## begin DOCUMENT PASSAGE
# Boolean equation Indexing exercise

By the method of indexing, prove the following Boolean equation to be valid:

(A ∪ B)′ ∩ C = (C ∩ A′) ∪ (C ∩ B′)

What I tried to do - but somehow it doesn't go right, where did I made a mistake, Please?

A - 1,2,3,4

B - 1,2,5,6

C - 1,3,5,7

1) A ∪ B = (1,2,3,4,5,6) so (A ∪ B)′ =(7,8)

(7,8) ∩ (1,3,5,7) = (7)

2) (C ∩ A′) = (1,3,5,7) ∩ (5,6,7,8) = (5,7)

(C ∩ B′) = (1,3,5,7) ∩ (3,4,7,8) = (3,7)

so (5,7) ∪ (3,7) = (3,5,7)

3) So it comes to (7) = (3,5,7) what surely can't be right?

• I believe the initial expression is incorrect. Are you sure it's not (A ∪ B)′ ∩ C = (C ∩ A′) ∩ (C ∩ B′)? (Notice that I put intersection instead of union between the parenthesis.)
## end DOCUMENT PASSAGE
PROMPT »
Repeat word for word the stretch of the Boolean equation post from "By the method" through "so (A ∪ B)′ =(7,8)". The rows have nothing to do with the Boolean equation post.
## begin MATERIAL PROVIDED
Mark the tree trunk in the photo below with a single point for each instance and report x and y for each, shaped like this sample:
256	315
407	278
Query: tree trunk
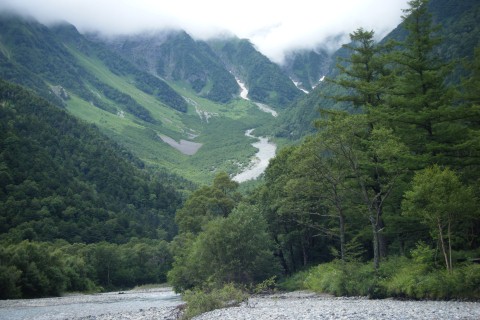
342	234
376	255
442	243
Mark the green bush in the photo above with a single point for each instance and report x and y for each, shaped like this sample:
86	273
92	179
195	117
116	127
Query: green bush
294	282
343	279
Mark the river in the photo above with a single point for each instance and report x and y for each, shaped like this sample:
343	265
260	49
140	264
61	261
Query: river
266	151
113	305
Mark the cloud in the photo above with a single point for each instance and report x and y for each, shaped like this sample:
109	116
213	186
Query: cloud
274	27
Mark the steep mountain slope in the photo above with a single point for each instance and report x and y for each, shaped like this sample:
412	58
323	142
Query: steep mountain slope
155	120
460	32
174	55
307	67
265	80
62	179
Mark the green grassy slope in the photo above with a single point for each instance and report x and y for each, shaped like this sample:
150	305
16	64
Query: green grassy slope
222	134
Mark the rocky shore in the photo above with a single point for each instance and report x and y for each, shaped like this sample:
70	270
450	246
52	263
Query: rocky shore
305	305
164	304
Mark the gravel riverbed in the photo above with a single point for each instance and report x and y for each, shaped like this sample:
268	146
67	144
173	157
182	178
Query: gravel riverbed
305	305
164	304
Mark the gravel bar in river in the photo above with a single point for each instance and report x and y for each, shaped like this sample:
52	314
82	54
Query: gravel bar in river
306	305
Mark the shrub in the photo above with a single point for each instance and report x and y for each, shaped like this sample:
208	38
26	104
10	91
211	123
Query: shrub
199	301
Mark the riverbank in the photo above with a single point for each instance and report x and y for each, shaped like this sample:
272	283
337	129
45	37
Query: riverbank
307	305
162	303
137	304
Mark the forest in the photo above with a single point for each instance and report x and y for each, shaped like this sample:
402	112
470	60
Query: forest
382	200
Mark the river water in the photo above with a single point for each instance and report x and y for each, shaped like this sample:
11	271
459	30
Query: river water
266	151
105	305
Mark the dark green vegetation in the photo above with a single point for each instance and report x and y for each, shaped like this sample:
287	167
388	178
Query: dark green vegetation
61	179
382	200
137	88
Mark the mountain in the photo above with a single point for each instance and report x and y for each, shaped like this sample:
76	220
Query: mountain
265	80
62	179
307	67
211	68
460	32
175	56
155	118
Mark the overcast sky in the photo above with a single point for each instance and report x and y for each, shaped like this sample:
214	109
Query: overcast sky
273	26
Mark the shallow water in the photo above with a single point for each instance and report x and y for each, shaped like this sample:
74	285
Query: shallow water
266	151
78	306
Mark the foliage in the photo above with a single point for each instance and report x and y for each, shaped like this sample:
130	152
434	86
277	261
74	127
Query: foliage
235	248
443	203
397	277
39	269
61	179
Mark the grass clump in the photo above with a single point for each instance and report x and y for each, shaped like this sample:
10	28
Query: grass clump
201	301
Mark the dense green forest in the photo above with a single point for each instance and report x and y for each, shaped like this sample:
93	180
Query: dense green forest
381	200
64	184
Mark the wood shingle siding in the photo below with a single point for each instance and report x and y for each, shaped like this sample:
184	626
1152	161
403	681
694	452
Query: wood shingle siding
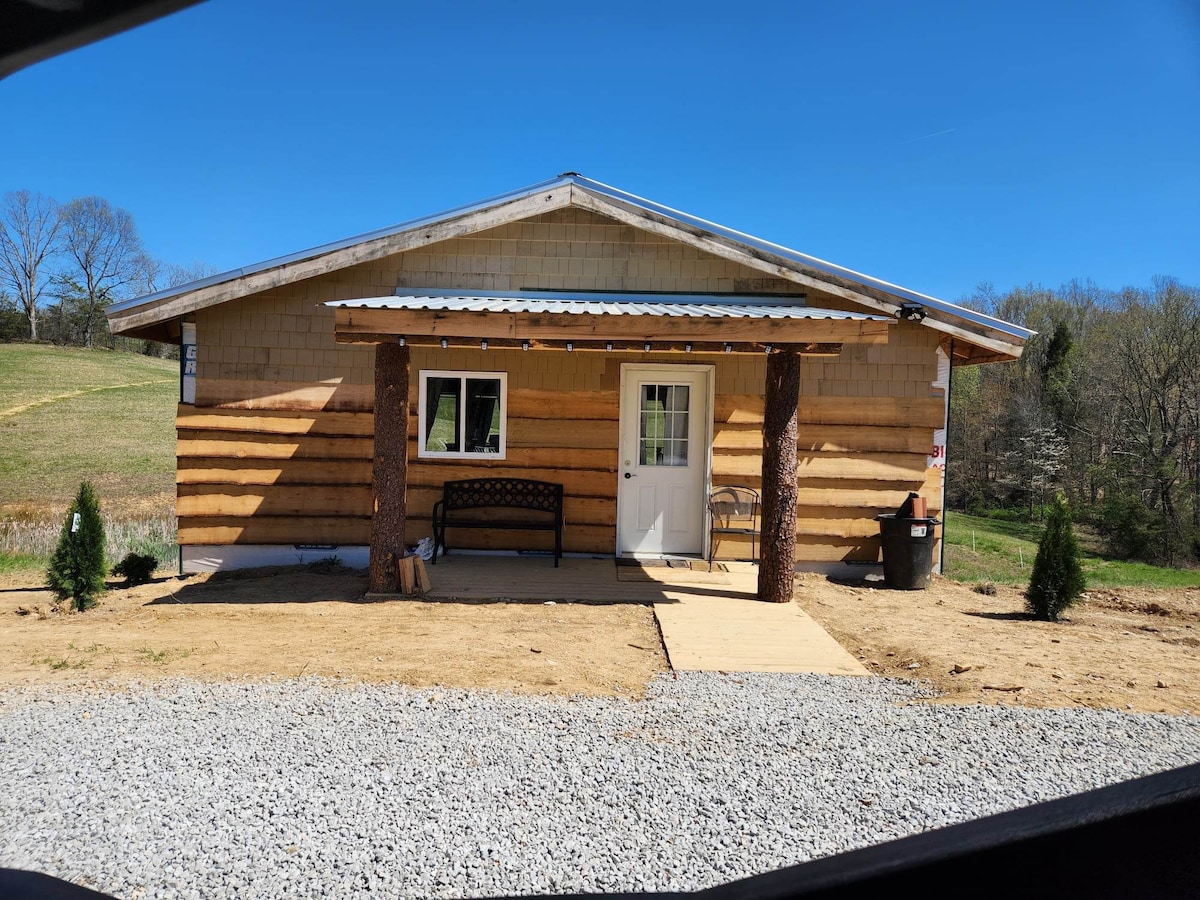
## end MATERIAL PROVIDED
RESPONSE FOR THIS EXERCISE »
By the method of indexing, prove the following Boolean equation to be valid:

(A ∪ B)′ ∩ C = (C ∩ A′) ∪ (C ∩ B′)

What I tried to do - but somehow it doesn't go right, where did I made a mistake, Please?

A - 1,2,3,4

B - 1,2,5,6

C - 1,3,5,7

1) A ∪ B = (1,2,3,4,5,6) so (A ∪ B)′ =(7,8)